§ DATA FOR REVIEW
■ ■ ■ ■

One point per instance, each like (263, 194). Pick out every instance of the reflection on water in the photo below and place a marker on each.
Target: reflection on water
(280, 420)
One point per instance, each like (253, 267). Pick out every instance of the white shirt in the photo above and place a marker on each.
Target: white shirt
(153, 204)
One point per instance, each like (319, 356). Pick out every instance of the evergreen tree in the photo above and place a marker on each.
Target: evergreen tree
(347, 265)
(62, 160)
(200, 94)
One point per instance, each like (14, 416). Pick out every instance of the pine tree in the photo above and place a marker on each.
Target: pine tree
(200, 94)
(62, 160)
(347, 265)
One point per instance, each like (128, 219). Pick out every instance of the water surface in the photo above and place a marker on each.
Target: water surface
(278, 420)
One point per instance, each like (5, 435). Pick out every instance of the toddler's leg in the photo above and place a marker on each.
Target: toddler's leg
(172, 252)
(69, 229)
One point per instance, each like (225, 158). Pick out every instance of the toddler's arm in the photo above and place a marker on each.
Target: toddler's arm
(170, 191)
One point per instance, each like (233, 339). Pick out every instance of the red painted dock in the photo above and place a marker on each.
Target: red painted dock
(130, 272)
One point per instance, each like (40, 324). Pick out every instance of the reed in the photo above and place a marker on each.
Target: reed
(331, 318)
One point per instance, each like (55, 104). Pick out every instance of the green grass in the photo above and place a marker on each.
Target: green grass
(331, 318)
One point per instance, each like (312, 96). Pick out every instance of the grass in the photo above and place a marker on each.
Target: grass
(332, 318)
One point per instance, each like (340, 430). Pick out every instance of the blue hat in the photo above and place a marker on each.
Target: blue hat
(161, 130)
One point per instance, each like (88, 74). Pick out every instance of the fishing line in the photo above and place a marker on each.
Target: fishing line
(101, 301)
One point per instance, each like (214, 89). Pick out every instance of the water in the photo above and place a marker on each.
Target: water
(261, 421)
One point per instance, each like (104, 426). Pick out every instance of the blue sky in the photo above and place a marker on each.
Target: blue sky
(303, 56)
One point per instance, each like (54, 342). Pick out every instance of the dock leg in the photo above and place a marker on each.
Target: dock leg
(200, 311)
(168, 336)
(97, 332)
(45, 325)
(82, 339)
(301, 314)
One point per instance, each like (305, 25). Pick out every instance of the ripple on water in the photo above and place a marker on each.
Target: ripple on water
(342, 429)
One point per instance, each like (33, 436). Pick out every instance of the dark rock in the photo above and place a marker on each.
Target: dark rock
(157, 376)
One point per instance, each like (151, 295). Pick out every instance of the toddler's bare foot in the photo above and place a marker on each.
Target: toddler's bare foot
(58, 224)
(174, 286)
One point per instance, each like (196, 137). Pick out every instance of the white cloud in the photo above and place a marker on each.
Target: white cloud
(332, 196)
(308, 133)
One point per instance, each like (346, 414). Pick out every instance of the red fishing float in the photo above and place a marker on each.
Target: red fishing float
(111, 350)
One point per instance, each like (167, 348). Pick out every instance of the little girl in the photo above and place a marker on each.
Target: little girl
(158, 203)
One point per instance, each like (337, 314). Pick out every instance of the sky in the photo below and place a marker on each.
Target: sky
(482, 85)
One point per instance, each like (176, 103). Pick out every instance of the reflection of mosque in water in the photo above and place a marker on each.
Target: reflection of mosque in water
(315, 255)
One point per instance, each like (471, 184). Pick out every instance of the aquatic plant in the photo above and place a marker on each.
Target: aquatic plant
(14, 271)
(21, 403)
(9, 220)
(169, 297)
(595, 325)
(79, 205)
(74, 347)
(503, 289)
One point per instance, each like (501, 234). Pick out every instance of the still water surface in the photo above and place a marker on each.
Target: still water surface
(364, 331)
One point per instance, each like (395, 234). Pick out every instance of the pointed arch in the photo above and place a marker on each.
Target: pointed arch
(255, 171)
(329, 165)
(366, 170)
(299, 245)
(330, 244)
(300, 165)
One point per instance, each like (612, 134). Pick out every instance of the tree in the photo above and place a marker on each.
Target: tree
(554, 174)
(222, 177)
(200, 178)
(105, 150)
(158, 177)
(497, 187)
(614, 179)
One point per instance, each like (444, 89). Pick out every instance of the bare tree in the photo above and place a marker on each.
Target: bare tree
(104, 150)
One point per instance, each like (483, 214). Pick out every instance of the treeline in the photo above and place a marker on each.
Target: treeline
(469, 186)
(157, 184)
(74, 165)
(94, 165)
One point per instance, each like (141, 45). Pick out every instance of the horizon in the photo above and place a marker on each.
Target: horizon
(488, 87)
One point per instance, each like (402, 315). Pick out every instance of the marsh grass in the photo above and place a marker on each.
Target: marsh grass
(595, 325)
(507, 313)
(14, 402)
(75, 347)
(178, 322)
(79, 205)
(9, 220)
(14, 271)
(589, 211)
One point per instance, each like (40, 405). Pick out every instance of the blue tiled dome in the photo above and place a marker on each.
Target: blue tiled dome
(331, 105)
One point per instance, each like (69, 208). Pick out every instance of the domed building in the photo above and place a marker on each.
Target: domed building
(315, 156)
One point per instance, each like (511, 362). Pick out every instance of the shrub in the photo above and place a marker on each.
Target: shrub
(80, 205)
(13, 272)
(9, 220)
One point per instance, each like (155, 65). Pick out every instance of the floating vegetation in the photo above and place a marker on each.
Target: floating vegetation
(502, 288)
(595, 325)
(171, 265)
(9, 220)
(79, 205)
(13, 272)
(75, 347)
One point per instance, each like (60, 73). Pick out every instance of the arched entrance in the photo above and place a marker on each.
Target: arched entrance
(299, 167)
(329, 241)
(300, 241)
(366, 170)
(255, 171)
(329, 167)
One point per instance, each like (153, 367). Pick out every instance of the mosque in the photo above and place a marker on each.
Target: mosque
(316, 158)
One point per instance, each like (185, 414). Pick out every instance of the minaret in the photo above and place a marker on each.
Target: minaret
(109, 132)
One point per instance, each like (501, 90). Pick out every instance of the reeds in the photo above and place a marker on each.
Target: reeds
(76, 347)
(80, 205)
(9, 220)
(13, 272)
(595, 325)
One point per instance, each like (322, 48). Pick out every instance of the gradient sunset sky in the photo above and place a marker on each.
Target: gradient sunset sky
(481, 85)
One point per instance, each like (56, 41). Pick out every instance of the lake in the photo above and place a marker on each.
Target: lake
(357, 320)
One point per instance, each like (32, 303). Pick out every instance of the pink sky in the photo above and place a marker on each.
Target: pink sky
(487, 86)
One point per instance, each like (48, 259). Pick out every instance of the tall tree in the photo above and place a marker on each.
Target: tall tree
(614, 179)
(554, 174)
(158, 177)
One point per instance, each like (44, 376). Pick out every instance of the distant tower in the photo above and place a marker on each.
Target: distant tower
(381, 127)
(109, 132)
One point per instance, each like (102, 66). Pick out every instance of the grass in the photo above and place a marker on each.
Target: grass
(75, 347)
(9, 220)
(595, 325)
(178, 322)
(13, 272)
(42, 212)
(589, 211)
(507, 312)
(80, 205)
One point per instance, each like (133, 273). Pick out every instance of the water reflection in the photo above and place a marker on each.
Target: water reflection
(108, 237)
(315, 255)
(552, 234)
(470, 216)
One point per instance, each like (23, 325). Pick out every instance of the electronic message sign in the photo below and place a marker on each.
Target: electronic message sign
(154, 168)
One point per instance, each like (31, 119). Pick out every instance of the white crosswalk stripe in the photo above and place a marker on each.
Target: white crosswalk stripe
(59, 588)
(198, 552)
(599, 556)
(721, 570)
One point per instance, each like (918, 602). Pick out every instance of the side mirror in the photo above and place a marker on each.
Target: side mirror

■ ■ ■ ■

§ YOUR INSTRUCTIONS
Count the lines of the material that include the word "mirror", then state only the total.

§ EXERCISE SOLUTION
2